- **EXTRACTED TEXT**
- Opening Delimiter -

Four discs, two complete concerts, one very lively Grateful Dead album. 

Recorded on the band’s first East Coast tour after Jerry Garcia’s 1986 near-death crisis, Dave’s Picks Volume 36 captures the Dead on March 26 and 27, 1987, in Hartford, Conn. And the recordings can barely contain the excitement that bursts forth on the opening “In the Midnight Hour” and burns through the finale, “Johnny B. Goode.” 

In between are 36 additional tracks – only “Drumz” and “Space” are, as always, repeated – that, for pure energy and enthusiasm, can’t be beat. The crowd is juiced and in turn juices the band, which responds with such exuberance it sometimes results in flubbed lines or missed cues. 

Imperfections aside, these are the moments that made Grateful Dead concerts the only-in-this-time-and-this-place moments unlike anything before or since. And Dave’s Picks Volume 36 is one of those recordings that makes one long for a time machine. 

Phil Lesh is particularly amped – literally and metaphorically – on night one. His voltage spurs Bob Weir’s reckless abandon on “Looks Like Rain” and the inspired vocal coda and “Spanish Jam” tease at the end of “He’s Gone.” The subsequent full-band “Space” melts into a vocal-cord-shredding “I Need a Miracle” and Brent Mydland gooses “Around and Around” with barroom-style piano. 

Night two is similarly super-charged and crackling with energy from the opening “Alabama Getaway,” through to a rare, second-set “Cumberland Blues” and the post-“Space” combo of “Uncle John’s Band” and “Morning Dew” that, while not the epitome of either number, twists the crowd into an explosive frenzy. 

Dave picked two good ones this time around.

- Closing Delimiter -

Stored items

- Opening Delimiter -

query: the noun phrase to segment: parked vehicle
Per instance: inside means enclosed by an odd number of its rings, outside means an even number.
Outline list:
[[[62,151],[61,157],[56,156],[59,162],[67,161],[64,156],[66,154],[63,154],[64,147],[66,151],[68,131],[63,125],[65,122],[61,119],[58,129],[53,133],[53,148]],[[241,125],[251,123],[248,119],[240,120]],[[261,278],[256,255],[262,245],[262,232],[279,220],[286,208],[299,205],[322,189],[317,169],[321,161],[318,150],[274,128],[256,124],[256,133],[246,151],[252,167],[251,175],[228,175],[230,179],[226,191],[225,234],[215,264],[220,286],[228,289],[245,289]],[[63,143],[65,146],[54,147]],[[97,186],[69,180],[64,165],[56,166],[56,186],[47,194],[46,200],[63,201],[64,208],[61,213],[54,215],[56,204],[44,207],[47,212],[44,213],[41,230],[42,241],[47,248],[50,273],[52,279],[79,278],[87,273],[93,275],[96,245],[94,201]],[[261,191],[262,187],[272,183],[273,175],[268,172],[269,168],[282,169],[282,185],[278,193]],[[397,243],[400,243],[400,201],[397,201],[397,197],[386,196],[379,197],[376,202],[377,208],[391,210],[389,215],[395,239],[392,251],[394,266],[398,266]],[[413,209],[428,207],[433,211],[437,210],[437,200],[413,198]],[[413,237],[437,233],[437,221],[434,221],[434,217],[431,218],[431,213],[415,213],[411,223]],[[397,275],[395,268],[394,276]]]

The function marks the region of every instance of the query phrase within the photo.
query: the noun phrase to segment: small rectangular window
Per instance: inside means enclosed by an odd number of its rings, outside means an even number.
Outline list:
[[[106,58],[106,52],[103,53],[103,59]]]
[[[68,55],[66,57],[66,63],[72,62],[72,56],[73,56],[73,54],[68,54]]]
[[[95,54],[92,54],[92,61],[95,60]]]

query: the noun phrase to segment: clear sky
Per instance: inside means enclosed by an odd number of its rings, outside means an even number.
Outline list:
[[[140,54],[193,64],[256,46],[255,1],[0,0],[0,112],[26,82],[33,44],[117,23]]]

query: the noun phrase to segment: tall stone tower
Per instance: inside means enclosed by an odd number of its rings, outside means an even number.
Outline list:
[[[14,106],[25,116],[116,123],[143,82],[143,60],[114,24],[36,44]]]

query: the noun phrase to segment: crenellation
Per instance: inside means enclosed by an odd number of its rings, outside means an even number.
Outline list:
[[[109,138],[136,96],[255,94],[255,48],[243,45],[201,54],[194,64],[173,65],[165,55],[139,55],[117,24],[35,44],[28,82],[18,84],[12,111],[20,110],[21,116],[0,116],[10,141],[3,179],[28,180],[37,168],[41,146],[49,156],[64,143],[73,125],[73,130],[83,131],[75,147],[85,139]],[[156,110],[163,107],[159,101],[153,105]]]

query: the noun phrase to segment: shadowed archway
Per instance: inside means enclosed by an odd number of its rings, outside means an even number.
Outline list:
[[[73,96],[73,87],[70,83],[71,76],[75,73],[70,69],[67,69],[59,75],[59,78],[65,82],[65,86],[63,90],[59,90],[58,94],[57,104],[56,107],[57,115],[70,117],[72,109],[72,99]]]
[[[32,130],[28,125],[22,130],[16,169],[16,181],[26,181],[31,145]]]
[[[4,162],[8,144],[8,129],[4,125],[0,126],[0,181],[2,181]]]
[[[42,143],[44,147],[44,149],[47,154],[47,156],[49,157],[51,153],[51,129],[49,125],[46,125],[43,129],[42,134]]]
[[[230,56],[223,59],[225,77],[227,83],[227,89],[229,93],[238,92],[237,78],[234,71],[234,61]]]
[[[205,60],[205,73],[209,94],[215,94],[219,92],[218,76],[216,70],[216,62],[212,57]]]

- Closing Delimiter -

- **GOAL OF THE EXERCISE**
Please set down, word for word, the part of the Grateful Dead review above that opens with the words containing "Imperfections aside, these" and closes with "a time machine.".

- **RESPONSE**
Imperfections aside, these are the moments that made Grateful Dead concerts the only-in-this-time-and-this-place moments unlike anything before or since. And Dave’s Picks Volume 36 is one of those recordings that makes one long for a time machine.